◆ TEXT EXCERPT
This summer, the movies are queer — not just in casting, but in method and purpose. These three teen flicks transform familiar movie styles by bringing them an LGBTQ sensibility.
A raunchy comedy: She’s the He
YouTube
You know the drill: a bonkers lose-my-virginity plan is hatched by inseparable high-school best buds who are so eager to get girls to notice them, they can hardly think straight.
So, they don’t think … straight. For reasons that could only make sense to horny 17-year-olds, Ethan and Alex decide the way to catch the attention of the school’s hottest girls is to pretend to be trans.
Filmmaker Siobhan McCarthy uses that premise to tell a sweet story about Ethan (who realizes mid-scam that she really is trans), while also mocking some of the more ridiculous transphobic notions — “bathroom scare,” anyone? — that have been politically weaponized recently.
When the whole football team decides that donning women’s attire is a small price to pay to get access to the girls’ locker room, McCarthy prompts boisterous laughs while also establishing how idiotic and unlikely this scenario would be in real life. Casting trans men — say, team captain played by Emmett Preciado — as the cis male characters allows McCarthy to further poke at conservative anxieties.
As leads Alex and Ethan, Nico Carney (a sharp trans comic whose read on toxic masculinity proves hilarious), and Misha Osherovich (sweetly affecting as Ethan discovers her true self) head a terrific, mostly trans and non-binary cast. And a similarly queer team behind the camera helps make She’s the He a raucous, touching, seriously fun charmer — think Some Like It Hot meets American Pie with a Heartstopper vibe.
The romance: Girls Like Girls
YouTube
This gentle teen love story sprang from a hit song Hayley Kiyoko released in 2015. The music video that accompanied the song pictured a budding lesbian romance and has since racked up over 160 million YouTube views. In 2023, Kiyoko penned a young adult book version, which debuted at the top of bestseller lists. Now, she’s brought all of those elements together in a movie about Coley (Maya da Costa) and Sonya (Myra Molloy), two 17-year-old girls navigating a summer romance that takes both of them by surprise.
First-time filmmaker Kiyoko seems content to honor teen romance conventions in a more or less by-the-book tale of first love that has been through enough permutations to feel vaguely workshopped. Still, she’s gotten engaging performances from her leads, as well as from a supporting cast that includes Zach Braff as a loving dad, and Levon Hawke (son of Ethan Hawke and Uma Thurman) as Sonya’s jealous boyfriend.
The horror thriller: Leviticus
YouTube
First-time feature writer/director Adrian Chiarella uses horror conventions in this Australian thriller to explore the trauma caused by a particularly callous strain of homophobic cruelty. The story is centered in a small mill town where high school boys Naim (Joe Bird) and Ryan (Stacy Clausen) fall for each other, only to run afoul of the conservative teachings of their religious community.
Chiarella imagines a Christian sect that has put conversion therapy on steroids, curbing queer desire with a scare-away-the-gay ritual that conjures supernatural demons. The boys smirk as church leaders conduct the ritual, but later discover that when they’re left alone, they’re attacked by murderous entities that take the form of the person they love — each other. Soon, reaching out to — even just seeing each other in school hallways fills them with anxiety. This is, of course, the design: the church leaders want them to be scared. And it will never end.
It’s a conversion therapy metaphor as apt for gay kids as the metaphor in Jordan Peele’s thriller Get Out was for victims of racial bigotry.
Breathtakingly well-crafted, Leviticus clearly has queer teen audiences in mind — all three of these films do — but not exclusively. Yes, Leviticus fills a representation gap. It’s also freakin’ scary.

◆ DATA SECTION
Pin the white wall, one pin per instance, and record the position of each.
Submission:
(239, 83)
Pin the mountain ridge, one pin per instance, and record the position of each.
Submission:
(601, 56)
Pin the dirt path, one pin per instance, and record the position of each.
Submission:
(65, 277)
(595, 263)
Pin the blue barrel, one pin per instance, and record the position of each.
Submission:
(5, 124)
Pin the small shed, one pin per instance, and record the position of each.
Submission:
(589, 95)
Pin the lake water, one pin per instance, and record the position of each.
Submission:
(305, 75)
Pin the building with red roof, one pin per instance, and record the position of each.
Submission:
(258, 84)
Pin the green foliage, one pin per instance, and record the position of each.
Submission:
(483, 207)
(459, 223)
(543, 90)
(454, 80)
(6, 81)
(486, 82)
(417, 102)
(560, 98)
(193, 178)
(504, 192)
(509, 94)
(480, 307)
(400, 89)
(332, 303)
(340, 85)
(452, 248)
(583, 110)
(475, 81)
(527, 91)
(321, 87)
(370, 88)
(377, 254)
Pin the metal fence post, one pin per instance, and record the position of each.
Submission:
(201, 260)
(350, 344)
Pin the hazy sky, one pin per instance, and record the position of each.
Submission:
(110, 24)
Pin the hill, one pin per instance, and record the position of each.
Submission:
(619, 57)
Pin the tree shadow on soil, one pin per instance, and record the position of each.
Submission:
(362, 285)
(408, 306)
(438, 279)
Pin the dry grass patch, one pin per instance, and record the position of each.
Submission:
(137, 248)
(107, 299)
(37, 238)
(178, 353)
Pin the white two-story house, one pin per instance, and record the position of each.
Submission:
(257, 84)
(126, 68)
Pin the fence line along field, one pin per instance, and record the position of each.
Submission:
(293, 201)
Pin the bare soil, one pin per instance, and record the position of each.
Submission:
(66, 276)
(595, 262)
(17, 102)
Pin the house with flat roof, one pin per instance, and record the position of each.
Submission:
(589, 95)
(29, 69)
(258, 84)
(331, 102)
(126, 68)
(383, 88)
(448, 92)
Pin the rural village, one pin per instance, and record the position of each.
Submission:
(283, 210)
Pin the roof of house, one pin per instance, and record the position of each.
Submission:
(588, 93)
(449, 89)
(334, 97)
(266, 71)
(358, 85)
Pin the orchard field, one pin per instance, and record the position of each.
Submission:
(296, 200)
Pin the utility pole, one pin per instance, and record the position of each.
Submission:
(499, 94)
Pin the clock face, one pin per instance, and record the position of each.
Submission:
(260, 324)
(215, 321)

◆ ABOUT THIS TASK
Can you extract the passage of the film review that begins at the words "The romance: Girls" and stops after "them by surprise."? The lines come from a separate source unrelated to the film review.

◆ EXERCISE ANSWER
The romance: Girls Like Girls
YouTube
This gentle teen love story sprang from a hit song Hayley Kiyoko released in 2015. The music video that accompanied the song pictured a budding lesbian romance and has since racked up over 160 million YouTube views. In 2023, Kiyoko penned a young adult book version, which debuted at the top of bestseller lists. Now, she’s brought all of those elements together in a movie about Coley (Maya da Costa) and Sonya (Myra Molloy), two 17-year-old girls navigating a summer romance that takes both of them by surprise.